> **Supplied material**:
+++

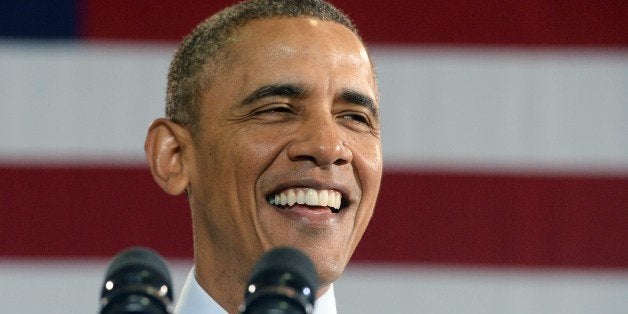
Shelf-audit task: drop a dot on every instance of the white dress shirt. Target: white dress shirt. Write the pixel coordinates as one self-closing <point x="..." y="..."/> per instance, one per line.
<point x="194" y="300"/>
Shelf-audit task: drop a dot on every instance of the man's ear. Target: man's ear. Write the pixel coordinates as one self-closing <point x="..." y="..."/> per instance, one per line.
<point x="165" y="145"/>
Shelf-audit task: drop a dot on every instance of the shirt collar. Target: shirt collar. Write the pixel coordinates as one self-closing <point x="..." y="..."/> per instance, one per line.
<point x="194" y="300"/>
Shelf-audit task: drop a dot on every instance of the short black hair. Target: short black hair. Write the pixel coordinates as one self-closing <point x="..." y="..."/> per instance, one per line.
<point x="198" y="59"/>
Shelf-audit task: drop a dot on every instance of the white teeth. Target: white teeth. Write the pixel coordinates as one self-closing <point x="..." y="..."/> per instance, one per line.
<point x="292" y="197"/>
<point x="307" y="196"/>
<point x="300" y="196"/>
<point x="323" y="197"/>
<point x="311" y="197"/>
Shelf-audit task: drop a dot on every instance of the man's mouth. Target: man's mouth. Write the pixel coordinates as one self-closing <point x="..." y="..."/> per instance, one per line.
<point x="308" y="196"/>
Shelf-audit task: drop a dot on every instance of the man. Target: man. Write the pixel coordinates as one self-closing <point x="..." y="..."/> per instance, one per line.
<point x="273" y="132"/>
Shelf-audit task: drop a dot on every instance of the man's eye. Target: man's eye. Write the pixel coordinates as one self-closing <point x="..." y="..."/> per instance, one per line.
<point x="356" y="117"/>
<point x="277" y="109"/>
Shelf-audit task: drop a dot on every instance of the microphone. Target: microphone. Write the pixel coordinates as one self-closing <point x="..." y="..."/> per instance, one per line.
<point x="137" y="281"/>
<point x="284" y="281"/>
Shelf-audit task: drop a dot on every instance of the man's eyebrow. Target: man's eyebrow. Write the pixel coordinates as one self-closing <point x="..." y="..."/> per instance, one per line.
<point x="286" y="90"/>
<point x="361" y="99"/>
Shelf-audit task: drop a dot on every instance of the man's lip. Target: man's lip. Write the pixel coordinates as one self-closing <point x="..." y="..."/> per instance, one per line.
<point x="314" y="184"/>
<point x="313" y="216"/>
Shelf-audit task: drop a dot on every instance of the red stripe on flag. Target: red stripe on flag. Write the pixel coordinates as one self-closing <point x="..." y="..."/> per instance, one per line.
<point x="469" y="22"/>
<point x="457" y="218"/>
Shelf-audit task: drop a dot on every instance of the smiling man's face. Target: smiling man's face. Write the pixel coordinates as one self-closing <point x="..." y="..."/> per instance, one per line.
<point x="288" y="148"/>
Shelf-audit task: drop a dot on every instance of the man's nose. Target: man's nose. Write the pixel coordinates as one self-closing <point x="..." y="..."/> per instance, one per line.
<point x="320" y="141"/>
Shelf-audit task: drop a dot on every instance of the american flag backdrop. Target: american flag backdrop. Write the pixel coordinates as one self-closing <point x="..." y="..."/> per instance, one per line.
<point x="505" y="134"/>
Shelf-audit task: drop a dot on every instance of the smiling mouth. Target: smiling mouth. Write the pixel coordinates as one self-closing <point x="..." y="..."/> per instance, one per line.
<point x="309" y="197"/>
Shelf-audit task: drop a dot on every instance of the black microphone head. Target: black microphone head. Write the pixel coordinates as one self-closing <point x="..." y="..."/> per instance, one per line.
<point x="137" y="281"/>
<point x="284" y="280"/>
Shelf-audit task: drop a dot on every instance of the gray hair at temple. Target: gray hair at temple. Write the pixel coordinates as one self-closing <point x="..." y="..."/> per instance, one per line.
<point x="203" y="53"/>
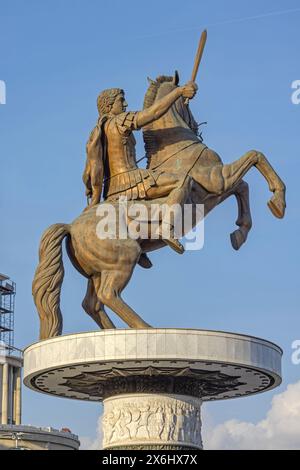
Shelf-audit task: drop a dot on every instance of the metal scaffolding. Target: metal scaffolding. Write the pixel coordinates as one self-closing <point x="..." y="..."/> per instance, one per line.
<point x="7" y="306"/>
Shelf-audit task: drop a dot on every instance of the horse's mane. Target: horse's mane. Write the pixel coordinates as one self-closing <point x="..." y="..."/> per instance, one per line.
<point x="153" y="88"/>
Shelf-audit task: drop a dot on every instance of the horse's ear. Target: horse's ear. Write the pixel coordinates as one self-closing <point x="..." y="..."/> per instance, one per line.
<point x="176" y="78"/>
<point x="151" y="82"/>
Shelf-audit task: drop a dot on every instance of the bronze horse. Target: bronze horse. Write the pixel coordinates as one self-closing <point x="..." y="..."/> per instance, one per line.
<point x="171" y="143"/>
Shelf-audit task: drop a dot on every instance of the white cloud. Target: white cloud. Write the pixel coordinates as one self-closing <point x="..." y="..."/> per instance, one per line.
<point x="89" y="443"/>
<point x="279" y="430"/>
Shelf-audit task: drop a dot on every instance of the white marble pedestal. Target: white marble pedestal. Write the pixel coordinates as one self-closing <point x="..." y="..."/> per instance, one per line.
<point x="152" y="381"/>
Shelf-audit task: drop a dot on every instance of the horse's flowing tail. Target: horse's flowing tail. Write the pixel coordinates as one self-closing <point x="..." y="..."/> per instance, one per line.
<point x="48" y="279"/>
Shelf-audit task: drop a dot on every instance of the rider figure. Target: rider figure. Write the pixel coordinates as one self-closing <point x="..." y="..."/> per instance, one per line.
<point x="111" y="160"/>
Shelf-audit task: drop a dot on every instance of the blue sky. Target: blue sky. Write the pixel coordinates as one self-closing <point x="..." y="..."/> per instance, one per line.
<point x="55" y="58"/>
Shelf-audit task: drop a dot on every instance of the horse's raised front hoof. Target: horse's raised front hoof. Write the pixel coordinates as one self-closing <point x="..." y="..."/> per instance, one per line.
<point x="237" y="239"/>
<point x="277" y="204"/>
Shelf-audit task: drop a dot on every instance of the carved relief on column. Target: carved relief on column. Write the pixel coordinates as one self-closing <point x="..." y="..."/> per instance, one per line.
<point x="160" y="420"/>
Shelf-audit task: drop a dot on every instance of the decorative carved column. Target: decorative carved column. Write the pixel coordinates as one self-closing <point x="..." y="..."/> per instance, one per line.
<point x="5" y="385"/>
<point x="152" y="421"/>
<point x="18" y="405"/>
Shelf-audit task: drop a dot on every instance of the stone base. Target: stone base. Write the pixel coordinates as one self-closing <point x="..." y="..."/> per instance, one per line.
<point x="152" y="381"/>
<point x="155" y="421"/>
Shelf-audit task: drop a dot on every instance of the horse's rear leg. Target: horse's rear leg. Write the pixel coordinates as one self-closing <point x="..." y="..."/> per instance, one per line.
<point x="244" y="220"/>
<point x="109" y="291"/>
<point x="94" y="307"/>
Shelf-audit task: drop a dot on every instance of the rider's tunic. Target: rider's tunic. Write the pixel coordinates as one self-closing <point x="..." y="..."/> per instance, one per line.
<point x="122" y="176"/>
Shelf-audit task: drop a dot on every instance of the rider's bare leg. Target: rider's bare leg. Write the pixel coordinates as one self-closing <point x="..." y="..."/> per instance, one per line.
<point x="177" y="190"/>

+++

> **Task prompt**: All of the data is to be returned exactly, with no pictures included.

> **Answer for the task**:
Shelf-audit task: drop a dot on every instance of the white dress shirt. Target: white dress shirt. Write the pixel coordinates as one self-closing <point x="..." y="..."/> per instance, one per line.
<point x="194" y="300"/>
Shelf-audit task: drop a dot on every instance of the man's ear. Target: man's ear. Write the pixel coordinates as one self-closing <point x="..." y="..."/> per instance, one per line.
<point x="165" y="145"/>
Shelf-audit task: drop a dot on every instance of the shirt collar. Target: shirt collar. Write the pixel coordinates as one self-closing <point x="..." y="..."/> per instance, one per line.
<point x="194" y="300"/>
Shelf-audit task: drop a dot on every instance of the short black hair. Target: short black hair. Write the pixel coordinates as one self-closing <point x="..." y="..."/> per instance, one per line.
<point x="198" y="59"/>
Shelf-audit task: drop a dot on every instance of the white teeth. Target: white teeth. Write the pixel coordinates as one self-closing <point x="..." y="..."/> per instance, one per line.
<point x="292" y="197"/>
<point x="307" y="196"/>
<point x="300" y="196"/>
<point x="323" y="197"/>
<point x="311" y="197"/>
Shelf-audit task: drop a dot on every instance of the man's mouth. Target: man's mouth. Write the pixel coordinates as one self-closing <point x="..." y="..."/> per instance, one per line.
<point x="308" y="196"/>
Shelf-audit task: drop a dot on every instance of the man. Target: man. Write the pixel coordinates as one self-closing <point x="..." y="..."/> per instance, one per line.
<point x="273" y="132"/>
Shelf-audit task: drop a dot on every instance of the man's eye. Target: man's eye. Write the pixel coordinates as one self-closing <point x="..." y="..."/> per instance, one per line.
<point x="356" y="117"/>
<point x="277" y="109"/>
Shelf-audit task: drop a dot on every instance of the microphone. Target: microphone. Write the pixel coordinates as one self-closing <point x="..." y="..."/> per instance, one per line.
<point x="137" y="281"/>
<point x="284" y="281"/>
Shelf-audit task: drop a dot on every instance of the man's eyebrow. Target: man's eyebrow. Write the pixel coordinates as one self-closing <point x="..." y="..."/> per instance, one per line.
<point x="286" y="90"/>
<point x="361" y="99"/>
Shelf-audit task: drop a dot on every instance of the man's lip. Target: man's lip. Write the pixel coordinates as one self-closing <point x="..." y="..."/> per instance, one per line.
<point x="314" y="184"/>
<point x="313" y="216"/>
Shelf-audit task: drop a dot on every instance of the red stripe on flag. Target: red stripe on flag. Write the pixel coordinates as one self-closing <point x="..." y="..."/> per instance, one per line.
<point x="469" y="22"/>
<point x="457" y="218"/>
Shelf-audit task: drop a dot on every instance of the smiling man's face. Target: smiling man's face. Write the pixel coordinates as one self-closing <point x="..." y="..."/> per instance, one per line.
<point x="288" y="148"/>
Shelf-audit task: drop a dot on every instance of the man's nose. Target: man's nose. Write the pixel coordinates as one self-closing <point x="..." y="..."/> per instance, one per line.
<point x="320" y="141"/>
Shelf-audit task: drop a dot on every instance of the american flag backdrop. Target: american flag backdrop. Write the pixel coordinates as one self-closing <point x="..." y="..."/> per instance, one per line.
<point x="505" y="134"/>
Shelf-audit task: drop a dot on every instance of the smiling mouth. Target: smiling mouth. Write the pixel coordinates as one self-closing <point x="..." y="..."/> per instance, one per line.
<point x="309" y="197"/>
Shelf-audit task: drop a dot on every instance of the black microphone head. Target: black microphone head. Write the pixel coordinates as one self-closing <point x="..." y="..."/> per instance, one per line.
<point x="137" y="281"/>
<point x="284" y="280"/>
Shelf-audit task: drop a dot on every instance of the gray hair at temple. Target: gray hair at temple. Write the pixel coordinates as one self-closing <point x="..." y="..."/> per instance, one per line.
<point x="203" y="53"/>
Shelf-audit task: drop a dot on every instance of the metal scaffolding. Target: metal scaffolding. Write the pixel coordinates as one self-closing <point x="..." y="..."/> per instance, one per line.
<point x="7" y="306"/>
Shelf-audit task: drop a dot on every instance of the horse's mane. Target: horse's mane. Write the pixel coordinates as one self-closing <point x="..." y="..."/> per instance, one per line.
<point x="153" y="88"/>
Shelf-audit task: drop a dot on every instance of the horse's ear. Target: horse's ear. Write the pixel coordinates as one self-closing <point x="..." y="..."/> per instance, one per line.
<point x="176" y="78"/>
<point x="151" y="82"/>
Shelf-audit task: drop a dot on every instance of the bronze horse. Target: bronze horse. Write the pixel coordinates as one self-closing <point x="..." y="..."/> per instance, one per line.
<point x="171" y="143"/>
Shelf-audit task: drop a dot on every instance of the white cloud. Target: white cloud. Write the pixel coordinates as one self-closing <point x="..." y="..."/> per instance, one per line.
<point x="89" y="443"/>
<point x="279" y="430"/>
Shelf-audit task: drop a dot on every instance of the white marble pedestal. Target: white marble pedestal. Write the pixel coordinates as one self-closing <point x="..." y="..."/> per instance, one per line.
<point x="152" y="381"/>
Shelf-audit task: drop a dot on every instance of the horse's flowing tail. Target: horse's flowing tail. Write the pixel coordinates as one self-closing <point x="..." y="..."/> per instance, one per line.
<point x="48" y="279"/>
Shelf-audit task: drop a dot on every instance of the rider figure. Target: rider figure. Write the pixel coordinates as one self-closing <point x="..." y="..."/> per instance, one per line.
<point x="111" y="160"/>
Shelf-audit task: drop a dot on every instance of the blue sky. Target: blue sky. Write the pixel coordinates as one self-closing <point x="..." y="..."/> per instance, one per line.
<point x="55" y="58"/>
Shelf-audit task: drop a dot on every instance of the horse's raised front hoof. Target: horse's raised front hoof. Write the pixel coordinates as one self-closing <point x="..." y="..."/> per instance, one per line.
<point x="237" y="239"/>
<point x="277" y="204"/>
Shelf-audit task: drop a dot on every instance of the carved relief on column. Target: carved relief on column. Write the pixel coordinates as one self-closing <point x="..." y="..."/> per instance, one per line.
<point x="160" y="420"/>
Shelf-audit task: drop a dot on every instance of the decorative carved column. Target: decorative carved column. Write the pixel coordinates as one self-closing <point x="..." y="..."/> per instance, one per line.
<point x="5" y="385"/>
<point x="152" y="421"/>
<point x="18" y="405"/>
Shelf-audit task: drop a dot on every instance of the stone base. Target: stone base. Write the pixel coordinates as one self-closing <point x="..." y="..."/> per instance, one per line.
<point x="152" y="381"/>
<point x="155" y="421"/>
Shelf-audit task: drop a dot on every instance of the horse's rear leg. Target: horse's rear leg. Write the pixel coordinates as one self-closing <point x="..." y="..."/> per instance, one per line.
<point x="244" y="220"/>
<point x="109" y="291"/>
<point x="94" y="307"/>
Shelf-audit task: drop a dot on every instance of the rider's tunic. Target: rider's tunic. Write the pixel coordinates as one self-closing <point x="..." y="..."/> per instance, one per line.
<point x="122" y="176"/>
Shelf-audit task: drop a dot on every instance of the rider's bare leg. Target: rider's bare leg. Write the pixel coordinates as one self-closing <point x="..." y="..."/> per instance, one per line.
<point x="177" y="190"/>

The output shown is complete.